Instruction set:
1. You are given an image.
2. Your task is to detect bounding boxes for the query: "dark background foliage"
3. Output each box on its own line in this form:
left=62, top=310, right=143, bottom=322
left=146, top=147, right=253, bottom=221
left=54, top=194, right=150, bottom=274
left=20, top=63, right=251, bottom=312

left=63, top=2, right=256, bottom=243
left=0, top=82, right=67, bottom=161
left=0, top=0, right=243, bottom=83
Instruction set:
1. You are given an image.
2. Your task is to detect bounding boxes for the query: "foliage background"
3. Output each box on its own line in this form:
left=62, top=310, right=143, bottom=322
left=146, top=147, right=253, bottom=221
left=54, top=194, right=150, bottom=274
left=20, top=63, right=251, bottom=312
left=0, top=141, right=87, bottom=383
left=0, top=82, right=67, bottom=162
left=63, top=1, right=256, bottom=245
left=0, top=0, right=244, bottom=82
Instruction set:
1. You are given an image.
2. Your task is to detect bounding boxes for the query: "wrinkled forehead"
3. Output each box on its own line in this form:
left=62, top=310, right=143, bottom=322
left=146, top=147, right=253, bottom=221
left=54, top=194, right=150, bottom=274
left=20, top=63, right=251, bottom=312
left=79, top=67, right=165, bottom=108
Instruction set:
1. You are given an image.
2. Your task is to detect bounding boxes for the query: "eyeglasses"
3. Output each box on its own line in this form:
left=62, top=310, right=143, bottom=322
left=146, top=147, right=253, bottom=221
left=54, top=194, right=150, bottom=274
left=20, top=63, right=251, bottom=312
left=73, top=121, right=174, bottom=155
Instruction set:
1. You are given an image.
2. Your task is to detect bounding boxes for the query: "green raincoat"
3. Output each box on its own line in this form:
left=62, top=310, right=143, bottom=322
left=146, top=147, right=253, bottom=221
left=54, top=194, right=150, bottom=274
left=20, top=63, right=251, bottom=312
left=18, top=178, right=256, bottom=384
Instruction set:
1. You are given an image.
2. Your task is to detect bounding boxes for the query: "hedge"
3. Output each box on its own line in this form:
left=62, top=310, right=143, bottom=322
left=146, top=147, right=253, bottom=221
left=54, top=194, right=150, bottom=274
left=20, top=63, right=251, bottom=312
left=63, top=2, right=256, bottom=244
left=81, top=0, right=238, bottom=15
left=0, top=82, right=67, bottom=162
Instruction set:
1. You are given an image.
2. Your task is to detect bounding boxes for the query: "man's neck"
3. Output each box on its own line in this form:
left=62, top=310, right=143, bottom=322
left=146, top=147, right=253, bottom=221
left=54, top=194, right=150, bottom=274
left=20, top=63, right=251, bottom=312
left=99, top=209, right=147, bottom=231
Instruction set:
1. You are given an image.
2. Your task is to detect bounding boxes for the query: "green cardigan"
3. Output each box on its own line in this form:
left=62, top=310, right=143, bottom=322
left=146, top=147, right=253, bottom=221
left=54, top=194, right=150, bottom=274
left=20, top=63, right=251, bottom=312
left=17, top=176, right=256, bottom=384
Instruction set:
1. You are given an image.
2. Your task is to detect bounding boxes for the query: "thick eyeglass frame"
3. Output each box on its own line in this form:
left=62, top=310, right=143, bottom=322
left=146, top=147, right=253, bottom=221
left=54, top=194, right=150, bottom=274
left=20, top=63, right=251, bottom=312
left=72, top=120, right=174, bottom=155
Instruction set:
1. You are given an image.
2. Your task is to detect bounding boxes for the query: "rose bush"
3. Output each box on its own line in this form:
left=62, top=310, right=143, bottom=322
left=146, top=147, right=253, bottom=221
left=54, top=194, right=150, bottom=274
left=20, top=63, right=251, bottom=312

────────────────────

**DIRECTIONS**
Transcribe every record exactly.

**YOUR SOLUTION**
Instruction set:
1. You are given an image.
2. Your task is to detect bounding boxes for the query: "dark background foliage"
3. Output each box on its own line in this form:
left=62, top=310, right=143, bottom=322
left=146, top=147, right=253, bottom=221
left=54, top=194, right=150, bottom=274
left=20, top=63, right=251, bottom=312

left=63, top=2, right=256, bottom=243
left=0, top=82, right=67, bottom=161
left=0, top=0, right=243, bottom=83
Instruction set:
1. You are given an image.
2. Your task is to detect bounding boxes for the query: "foliage background"
3. Output each box on its own line in this form:
left=62, top=310, right=143, bottom=322
left=146, top=147, right=253, bottom=221
left=54, top=194, right=150, bottom=274
left=20, top=63, right=251, bottom=312
left=0, top=141, right=87, bottom=383
left=0, top=82, right=67, bottom=162
left=63, top=1, right=256, bottom=245
left=0, top=0, right=244, bottom=82
Instruction set:
1. You are given an image.
2. Your task is to detect bounding boxes for the query: "wrinkled forehead"
3. Output each box on its own line in this form:
left=62, top=310, right=143, bottom=322
left=146, top=147, right=253, bottom=221
left=54, top=194, right=150, bottom=274
left=20, top=63, right=251, bottom=312
left=79, top=67, right=165, bottom=108
Instruction set:
1. You are given an image.
2. Your task is to detect bounding boxes for the query: "eyeglasses"
3. Output each box on its own line in this form:
left=62, top=310, right=143, bottom=322
left=146, top=147, right=253, bottom=221
left=54, top=194, right=150, bottom=274
left=20, top=63, right=251, bottom=312
left=73, top=121, right=174, bottom=155
Instruction set:
1. You are given an image.
2. Your task is to detect bounding boxes for the query: "green raincoat"
3. Output each box on its own line in this form:
left=62, top=310, right=143, bottom=322
left=146, top=147, right=253, bottom=221
left=54, top=194, right=150, bottom=274
left=20, top=63, right=251, bottom=312
left=18, top=178, right=256, bottom=384
Instruction set:
1. You are given an image.
2. Your task is to detect bounding boxes for the query: "hedge"
3. Output each box on its own line in this form:
left=62, top=310, right=143, bottom=322
left=146, top=147, right=253, bottom=221
left=54, top=194, right=150, bottom=274
left=20, top=63, right=251, bottom=312
left=63, top=2, right=256, bottom=244
left=81, top=0, right=238, bottom=15
left=0, top=82, right=67, bottom=162
Instruction set:
1. You are given an image.
2. Your task is to detect bounding boxes for the query: "man's neck"
3. Output each box on its own line in this form:
left=62, top=310, right=143, bottom=322
left=146, top=147, right=253, bottom=221
left=54, top=194, right=150, bottom=274
left=20, top=63, right=251, bottom=312
left=99, top=209, right=147, bottom=231
Instruction set:
1. You are given an image.
2. Your task is to detect bounding boxes for the query: "green cardigan"
3. Output each box on its own line in this form:
left=62, top=310, right=143, bottom=322
left=146, top=147, right=253, bottom=221
left=54, top=194, right=150, bottom=274
left=20, top=63, right=251, bottom=312
left=17, top=176, right=256, bottom=384
Instruction set:
1. You are given an image.
2. Your task is to detect bounding boxes for the query: "thick eyeglass frame"
3. Output each box on its own line in this form:
left=62, top=310, right=143, bottom=322
left=146, top=147, right=253, bottom=221
left=54, top=194, right=150, bottom=274
left=20, top=63, right=251, bottom=312
left=72, top=120, right=174, bottom=155
Instruction set:
1. You are given an image.
2. Your task is to detect bounding boxes for the query: "rose bush"
3. Output each box on its own line in this form:
left=62, top=310, right=143, bottom=322
left=146, top=147, right=253, bottom=221
left=54, top=194, right=150, bottom=274
left=20, top=63, right=251, bottom=312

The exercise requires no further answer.